◆ WHAT YOU ARE ASKED TO DO: Quote every entry below word for word.

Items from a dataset

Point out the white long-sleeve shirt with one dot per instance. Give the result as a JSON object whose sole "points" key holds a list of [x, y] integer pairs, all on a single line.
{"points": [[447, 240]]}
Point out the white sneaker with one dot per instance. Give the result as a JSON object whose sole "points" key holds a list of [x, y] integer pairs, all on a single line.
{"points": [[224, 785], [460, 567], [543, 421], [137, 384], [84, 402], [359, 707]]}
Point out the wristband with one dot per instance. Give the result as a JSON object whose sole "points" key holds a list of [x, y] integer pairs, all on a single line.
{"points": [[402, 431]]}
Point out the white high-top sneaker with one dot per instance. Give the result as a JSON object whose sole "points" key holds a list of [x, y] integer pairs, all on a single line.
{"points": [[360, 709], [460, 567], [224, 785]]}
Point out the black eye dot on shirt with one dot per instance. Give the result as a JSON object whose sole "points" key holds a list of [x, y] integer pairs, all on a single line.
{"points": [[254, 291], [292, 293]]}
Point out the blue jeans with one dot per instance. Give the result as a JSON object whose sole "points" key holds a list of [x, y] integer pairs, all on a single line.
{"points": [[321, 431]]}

◆ THE SOLUTION:
Point out the white long-sleeve shirt with one dot per instance. Give the result as a JSON object whose sole "points" key holds a list of [x, y] integer pairs, all on a single line.
{"points": [[447, 240]]}
Point out the white sneaker with one dot per instance. Give the result as a JSON object whose sole "points" key holds a list of [x, y] integer pairs, all on a single line.
{"points": [[224, 785], [460, 567], [543, 421], [137, 384], [84, 402], [359, 707]]}
Point out the wristband with one dot per instance. Give the result as a JSON object whose sole "points" key holds a list of [x, y] integer pairs, all on a single line.
{"points": [[402, 431]]}
Point out the white high-top sneaker with one dot per instance. Give the result as a JSON object whose sole "points" key holds a list of [x, y] integer pairs, all on a single line.
{"points": [[360, 709], [460, 567], [224, 785]]}
Point out the black eye dot on shirt with one dot per instance. Give the result as a JSON object whose sole "points" key holds a list of [x, y] integer pairs, all on a single line.
{"points": [[254, 291], [292, 293]]}
Point out the blue jeans with one dot per instance. Give the result as a JSON object whose sole "points" key holds a list of [x, y] integer pairs, all on a single line.
{"points": [[321, 431]]}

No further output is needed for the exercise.